------ INPUT ------

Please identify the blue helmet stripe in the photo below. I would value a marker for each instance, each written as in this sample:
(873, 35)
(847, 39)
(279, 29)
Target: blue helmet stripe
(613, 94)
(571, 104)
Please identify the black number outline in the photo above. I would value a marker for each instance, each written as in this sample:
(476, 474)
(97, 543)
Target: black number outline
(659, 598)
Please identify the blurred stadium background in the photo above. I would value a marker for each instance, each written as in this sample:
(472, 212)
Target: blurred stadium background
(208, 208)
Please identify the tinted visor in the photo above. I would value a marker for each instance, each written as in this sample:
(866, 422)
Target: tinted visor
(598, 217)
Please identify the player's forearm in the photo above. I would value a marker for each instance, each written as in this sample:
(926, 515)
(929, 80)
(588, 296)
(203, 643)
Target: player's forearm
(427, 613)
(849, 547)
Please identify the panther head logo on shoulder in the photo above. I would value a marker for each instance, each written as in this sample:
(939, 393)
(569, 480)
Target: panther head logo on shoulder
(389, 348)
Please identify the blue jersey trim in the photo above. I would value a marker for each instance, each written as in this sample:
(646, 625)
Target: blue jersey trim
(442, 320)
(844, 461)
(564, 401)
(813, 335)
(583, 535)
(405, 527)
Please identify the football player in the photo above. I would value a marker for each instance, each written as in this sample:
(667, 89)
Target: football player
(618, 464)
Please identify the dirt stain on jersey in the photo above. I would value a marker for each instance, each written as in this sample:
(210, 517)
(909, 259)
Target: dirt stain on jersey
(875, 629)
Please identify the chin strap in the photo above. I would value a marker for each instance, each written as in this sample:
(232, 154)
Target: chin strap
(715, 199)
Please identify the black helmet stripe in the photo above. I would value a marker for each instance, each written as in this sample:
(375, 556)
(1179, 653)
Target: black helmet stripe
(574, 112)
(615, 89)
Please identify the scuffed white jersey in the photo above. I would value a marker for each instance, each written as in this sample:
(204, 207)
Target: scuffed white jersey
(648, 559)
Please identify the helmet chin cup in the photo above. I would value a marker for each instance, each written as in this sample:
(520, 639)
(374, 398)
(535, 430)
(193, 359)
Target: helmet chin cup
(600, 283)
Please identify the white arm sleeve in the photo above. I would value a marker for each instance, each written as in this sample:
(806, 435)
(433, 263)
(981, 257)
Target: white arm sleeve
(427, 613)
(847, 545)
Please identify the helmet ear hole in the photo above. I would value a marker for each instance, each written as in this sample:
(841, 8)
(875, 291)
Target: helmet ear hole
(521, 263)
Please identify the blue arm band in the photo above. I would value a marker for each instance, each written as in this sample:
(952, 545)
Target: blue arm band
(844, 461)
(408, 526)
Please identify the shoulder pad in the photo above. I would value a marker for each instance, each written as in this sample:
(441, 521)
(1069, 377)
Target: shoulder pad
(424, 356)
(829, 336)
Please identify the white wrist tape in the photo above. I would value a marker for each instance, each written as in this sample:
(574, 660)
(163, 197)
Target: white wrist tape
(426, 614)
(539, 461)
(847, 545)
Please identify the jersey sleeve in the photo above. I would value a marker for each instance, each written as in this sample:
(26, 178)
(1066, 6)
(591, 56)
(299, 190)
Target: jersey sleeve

------

# [EXERCISE DETAILS]
Reproduce every line of the data above verbatim, from the first line through the last, with nothing altered or left out.

# [RESPONSE TO THIS EXERCISE]
Please identify the blue helmet stripe in the photo below. I would value a marker for each instance, each written as in this sample:
(873, 35)
(847, 39)
(279, 29)
Target: blue helmet stripe
(613, 94)
(571, 104)
Please identify the black number outline in the photo above. I would value a marker for each instance, each written as in this sample:
(476, 474)
(97, 543)
Target: black number outline
(659, 598)
Please identify the blurred stadium background in the photo above. I would value a marker for each instance, each written as in this sample:
(472, 212)
Target: blurred stadium background
(208, 208)
Please identify the tinted visor in the photo above. I would value a marker for each instance, each written as in this sample:
(866, 422)
Target: tinted visor
(598, 217)
Please identify the player's forearm in the photo above. I would value a marker for each instance, each written as in this sample:
(926, 515)
(929, 80)
(588, 296)
(203, 643)
Target: player's forearm
(427, 613)
(849, 547)
Please identify the panther head logo on shoulder in the photo above. I would value a marker for each instance, each written as in this sample:
(939, 393)
(569, 480)
Target: panther head logo on shoulder
(389, 348)
Please identify the blue jersey trim in the photo above. I would value a marker for each instance, each written as in this sample:
(646, 625)
Target: blue jersey trim
(442, 320)
(844, 461)
(564, 401)
(813, 335)
(583, 535)
(405, 527)
Please identify the football player in the photo above. I would value a marker for each instance, each written as in this sample:
(667, 89)
Target: football player
(618, 464)
Please identify the dirt stain on jersey in the photo above. I would value a marker for each instance, each written as in this sample:
(210, 517)
(909, 259)
Target: dirt stain on jersey
(875, 629)
Please identify the chin strap in the photo above. I would value a marker for each instance, each written as in this sample:
(232, 154)
Target: chin strap
(715, 199)
Please identify the black helmet stripe in the photo above. I would value a marker for each instance, each written as in this sample:
(375, 556)
(1179, 653)
Target: black helmet stripe
(574, 112)
(615, 89)
Please identify the scuffed white jersey in the photo above. I would value a marker for each instance, each written as in this sample:
(204, 207)
Target: scuffed white jersey
(648, 559)
Please identify the helmet chin cup in the photo above. I would value a marker for each instance, each written as in this sample:
(520, 639)
(374, 398)
(535, 430)
(193, 359)
Target: helmet chin cup
(600, 283)
Please identify the white arm sleeve in the photo above. I would value a marker for each instance, each written as in this sample:
(806, 435)
(433, 263)
(981, 257)
Target: white arm sleeve
(427, 613)
(847, 545)
Please identify the helmet ear hole in the photo above. I would value a marker for each instance, each written as in this sample:
(841, 8)
(875, 291)
Target: helmet ear hole
(521, 263)
Please identify the blue arm band in the photo above. I would value a marker for each instance, each written as in this sample:
(952, 545)
Target: blue arm band
(844, 461)
(408, 526)
Please identify the shoulder pad in the photo above. I would value a marker for each instance, each written as in this sample:
(441, 521)
(1069, 377)
Target: shoulder pad
(424, 356)
(829, 336)
Please identify the white wrist tape in the photo above. I would value a marker for each instance, each written as in this sample:
(574, 660)
(163, 197)
Target: white wrist tape
(426, 614)
(539, 461)
(847, 545)
Please identify the jersey sleeve in the photo above. I would value a marker for each instance, each written as in this sample:
(26, 178)
(1066, 6)
(591, 56)
(299, 190)
Target: jersey sleeve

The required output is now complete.